▶ [THE INPUT]

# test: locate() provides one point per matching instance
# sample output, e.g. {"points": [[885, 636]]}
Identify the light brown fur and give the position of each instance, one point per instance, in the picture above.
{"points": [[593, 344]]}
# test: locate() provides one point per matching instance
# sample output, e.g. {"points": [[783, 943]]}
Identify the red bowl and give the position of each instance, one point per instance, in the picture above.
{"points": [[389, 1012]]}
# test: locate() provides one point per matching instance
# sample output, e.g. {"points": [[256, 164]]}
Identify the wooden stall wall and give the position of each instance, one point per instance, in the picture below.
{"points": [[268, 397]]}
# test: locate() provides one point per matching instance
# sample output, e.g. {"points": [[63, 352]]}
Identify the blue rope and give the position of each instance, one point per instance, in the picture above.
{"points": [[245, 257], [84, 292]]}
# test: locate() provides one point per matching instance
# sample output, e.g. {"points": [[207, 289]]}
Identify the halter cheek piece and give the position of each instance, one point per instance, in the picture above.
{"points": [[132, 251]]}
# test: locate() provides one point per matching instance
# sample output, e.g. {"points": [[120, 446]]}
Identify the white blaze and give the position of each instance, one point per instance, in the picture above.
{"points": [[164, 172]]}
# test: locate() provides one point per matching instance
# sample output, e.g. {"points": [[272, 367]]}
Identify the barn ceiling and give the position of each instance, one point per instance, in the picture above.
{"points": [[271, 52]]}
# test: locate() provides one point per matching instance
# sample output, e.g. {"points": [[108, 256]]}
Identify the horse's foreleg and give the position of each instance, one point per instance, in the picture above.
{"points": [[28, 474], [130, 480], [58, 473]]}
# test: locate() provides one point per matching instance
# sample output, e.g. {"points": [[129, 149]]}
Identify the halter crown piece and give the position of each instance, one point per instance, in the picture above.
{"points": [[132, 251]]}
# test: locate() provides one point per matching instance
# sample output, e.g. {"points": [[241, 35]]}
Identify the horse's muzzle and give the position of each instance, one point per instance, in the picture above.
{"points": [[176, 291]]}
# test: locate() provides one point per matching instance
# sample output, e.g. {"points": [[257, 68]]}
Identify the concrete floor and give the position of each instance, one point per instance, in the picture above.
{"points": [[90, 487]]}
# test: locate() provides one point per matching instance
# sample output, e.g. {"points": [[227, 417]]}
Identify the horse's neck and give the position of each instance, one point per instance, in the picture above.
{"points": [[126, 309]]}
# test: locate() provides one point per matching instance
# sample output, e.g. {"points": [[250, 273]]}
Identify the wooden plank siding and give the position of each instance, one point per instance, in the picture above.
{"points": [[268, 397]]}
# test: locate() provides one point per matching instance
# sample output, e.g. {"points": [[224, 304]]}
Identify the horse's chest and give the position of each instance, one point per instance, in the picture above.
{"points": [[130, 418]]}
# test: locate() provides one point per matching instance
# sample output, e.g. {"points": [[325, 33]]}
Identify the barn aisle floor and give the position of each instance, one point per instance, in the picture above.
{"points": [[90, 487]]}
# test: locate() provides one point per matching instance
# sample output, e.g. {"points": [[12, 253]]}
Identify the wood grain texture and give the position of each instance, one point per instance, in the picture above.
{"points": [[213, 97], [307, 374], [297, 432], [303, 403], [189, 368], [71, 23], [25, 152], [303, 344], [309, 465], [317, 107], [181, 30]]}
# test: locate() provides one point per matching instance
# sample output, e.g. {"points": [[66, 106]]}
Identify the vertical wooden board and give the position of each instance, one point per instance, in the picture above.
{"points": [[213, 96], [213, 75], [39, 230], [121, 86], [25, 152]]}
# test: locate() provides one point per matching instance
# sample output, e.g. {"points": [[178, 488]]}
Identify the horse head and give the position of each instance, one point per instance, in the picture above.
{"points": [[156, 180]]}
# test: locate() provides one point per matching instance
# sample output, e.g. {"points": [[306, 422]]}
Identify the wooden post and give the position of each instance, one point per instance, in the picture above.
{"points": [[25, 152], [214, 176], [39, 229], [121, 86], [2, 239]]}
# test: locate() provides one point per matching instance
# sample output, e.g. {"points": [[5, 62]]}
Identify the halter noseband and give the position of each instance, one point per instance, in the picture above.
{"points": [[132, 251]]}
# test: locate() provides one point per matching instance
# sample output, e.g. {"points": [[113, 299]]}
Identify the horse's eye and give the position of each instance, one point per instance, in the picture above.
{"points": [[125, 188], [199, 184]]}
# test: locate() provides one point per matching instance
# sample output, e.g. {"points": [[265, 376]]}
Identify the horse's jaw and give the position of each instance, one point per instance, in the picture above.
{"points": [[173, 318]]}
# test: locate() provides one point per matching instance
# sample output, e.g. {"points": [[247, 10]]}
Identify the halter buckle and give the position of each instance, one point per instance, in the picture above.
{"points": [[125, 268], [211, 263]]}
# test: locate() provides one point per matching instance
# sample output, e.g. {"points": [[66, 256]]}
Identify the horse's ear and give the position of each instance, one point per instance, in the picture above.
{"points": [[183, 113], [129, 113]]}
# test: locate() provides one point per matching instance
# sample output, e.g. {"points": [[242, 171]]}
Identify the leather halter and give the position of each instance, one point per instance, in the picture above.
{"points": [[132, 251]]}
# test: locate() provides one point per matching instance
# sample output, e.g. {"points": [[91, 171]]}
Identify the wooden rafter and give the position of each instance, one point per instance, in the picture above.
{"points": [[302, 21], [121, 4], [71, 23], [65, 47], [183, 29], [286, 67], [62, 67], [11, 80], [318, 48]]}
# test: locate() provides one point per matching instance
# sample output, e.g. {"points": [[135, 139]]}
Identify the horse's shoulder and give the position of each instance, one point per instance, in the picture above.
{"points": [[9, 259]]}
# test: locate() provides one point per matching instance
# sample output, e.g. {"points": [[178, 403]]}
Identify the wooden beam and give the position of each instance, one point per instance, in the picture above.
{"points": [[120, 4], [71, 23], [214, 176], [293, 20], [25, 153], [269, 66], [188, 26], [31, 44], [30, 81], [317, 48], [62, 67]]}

▶ [TASK STATEMENT] Nothing should be changed: write out all of the data as is.

▶ [FULL RESPONSE]
# test: locate() provides one point per matching instance
# sample output, e.g. {"points": [[885, 636]]}
Identify the light brown fur and give the position of each instance, one point per instance, in the picture above.
{"points": [[593, 344]]}
# test: locate() provides one point per matching instance
# sample output, e.g. {"points": [[783, 943]]}
Identify the red bowl and give the position of each instance, one point per instance, in the picture above.
{"points": [[389, 1012]]}
# test: locate() provides one point per matching instance
# sample output, e.g. {"points": [[256, 164]]}
Identify the wooden stall wall and give the position of each instance, one point per instance, in the picture below.
{"points": [[268, 397]]}
# test: locate() provides one point per matching instance
# sample output, e.g. {"points": [[63, 352]]}
Identify the blue rope and give the position of each instance, one point per instance, in the picture above.
{"points": [[245, 257], [84, 292]]}
# test: locate() provides one point per matching instance
# sample output, e.g. {"points": [[207, 289]]}
Identify the halter cheek piece and give the position of each instance, one point per instance, in the picture above.
{"points": [[132, 251]]}
# test: locate() provides one point per matching instance
# sample output, e.g. {"points": [[120, 446]]}
Identify the white blaze and give the position of each instance, one point per instance, in the picture above.
{"points": [[164, 172]]}
# test: locate() provides one point per matching instance
# sample output, e.g. {"points": [[272, 367]]}
Identify the barn ceiling and give the position of each instance, one point per instance, in the picture above.
{"points": [[271, 52]]}
# test: locate() provides one point per matching instance
# sample output, e.g. {"points": [[108, 256]]}
Identify the horse's foreleg and give the position of each instance, one point per instance, in the picture above.
{"points": [[28, 474], [130, 480], [58, 473]]}
# test: locate() provides one point per matching instance
# sample output, e.g. {"points": [[129, 149]]}
Identify the halter crown piece and give the position of each instance, one point per instance, in the picture above.
{"points": [[132, 251]]}
# test: locate() provides one point per matching instance
# sample output, e.g. {"points": [[241, 35]]}
Identify the horse's muzzle and give the position of each instance, one point per instance, in the picture above.
{"points": [[176, 291]]}
# test: locate() provides one point per matching instance
# sample output, e.g. {"points": [[257, 68]]}
Identify the concrete floor and give the position of each instance, one point per instance, in the picture above.
{"points": [[90, 487]]}
# test: locate() provides one point per matching instance
# sample output, e.g. {"points": [[227, 417]]}
Identify the horse's neck and give the position of each instance, one point per instance, in the picture above.
{"points": [[126, 309]]}
# test: locate() provides one point per matching instance
# sample output, e.g. {"points": [[250, 273]]}
Identify the wooden plank siding and give the position of each instance, one point per instance, in the picture above.
{"points": [[268, 397]]}
# test: locate() provides one point per matching instance
# sample output, e.g. {"points": [[224, 304]]}
Identify the horse's chest and give the position of each instance, one point per instance, in the picture above.
{"points": [[130, 418]]}
# test: locate() provides one point per matching instance
# sample output, e.g. {"points": [[325, 33]]}
Identify the barn aisle floor and give the position of each instance, one point per instance, in the picture above.
{"points": [[90, 487]]}
# test: locate() provides one point per matching instance
# sample output, e.g. {"points": [[12, 253]]}
Identify the wood grain texture and give the position of each instance, one point per instance, in the picture above.
{"points": [[213, 97], [307, 374], [297, 432], [303, 403], [189, 368], [71, 23], [25, 152], [303, 344], [309, 465], [317, 107], [181, 30]]}
# test: locate() provides one point per matching instance
# sample output, e.g. {"points": [[66, 106]]}
Identify the vertical wooden board and give the position of each instance, one point per instance, in the picture above.
{"points": [[213, 96], [213, 75], [39, 230], [121, 86], [25, 152]]}
# test: locate() provides one point per matching instance
# sample output, e.g. {"points": [[178, 488]]}
Identify the horse head and give the position of each instance, one point per instance, in the picture above.
{"points": [[156, 180]]}
# test: locate() provides one point per matching instance
# sample output, e.g. {"points": [[306, 422]]}
Identify the wooden post and give the position of each instance, one point per instance, in the picture above.
{"points": [[25, 152], [214, 176], [39, 229], [121, 86], [2, 239]]}
# test: locate() provides one point per matching instance
# sample output, e.g. {"points": [[5, 62]]}
Identify the halter noseband and give the position of each instance, one point per instance, in the picture above.
{"points": [[132, 251]]}
# test: locate() provides one point per matching instance
# sample output, e.g. {"points": [[113, 299]]}
Identify the horse's eye and give the position of each instance, one point per instance, in the picture above.
{"points": [[125, 188], [199, 184]]}
# test: locate() provides one point per matching instance
# sample output, e.g. {"points": [[265, 376]]}
Identify the horse's jaw and give the position of each instance, one point per instance, in the picture above.
{"points": [[173, 318]]}
# test: locate() provides one point per matching instance
# sample output, e.g. {"points": [[247, 10]]}
Identify the halter buckle and give the position of each instance, one point per instance, in the picture above.
{"points": [[125, 268], [211, 263]]}
# test: locate() provides one point per matching instance
# sample output, e.g. {"points": [[66, 256]]}
Identify the horse's ear and give the position of each instance, one point per instance, in the picture above.
{"points": [[183, 113], [129, 113]]}
# test: locate() provides one point per matching instance
# sample output, e.g. {"points": [[242, 171]]}
Identify the leather halter and give the position of each instance, one point per instance, in the picture above.
{"points": [[132, 251]]}
# test: locate() provides one point per matching instance
# sample output, e.g. {"points": [[91, 171]]}
Identify the wooden rafter and give the position of each instance, one point per instance, in the picture above.
{"points": [[302, 21], [121, 4], [71, 23], [65, 47], [183, 29], [286, 67], [62, 67], [11, 80], [318, 48]]}
# test: locate() provides one point per matching instance
# sample output, e.g. {"points": [[135, 139]]}
Identify the horse's shoulder and give the position of each instance, one point per instance, in the picture above.
{"points": [[9, 259]]}
# test: locate() provides one point per matching instance
# sample output, e.g. {"points": [[178, 403]]}
Identify the wooden beam and give the position of each instance, one point per instance, in the picture above.
{"points": [[120, 4], [71, 23], [214, 176], [293, 20], [25, 153], [269, 66], [188, 26], [31, 44], [30, 81], [317, 48], [62, 67]]}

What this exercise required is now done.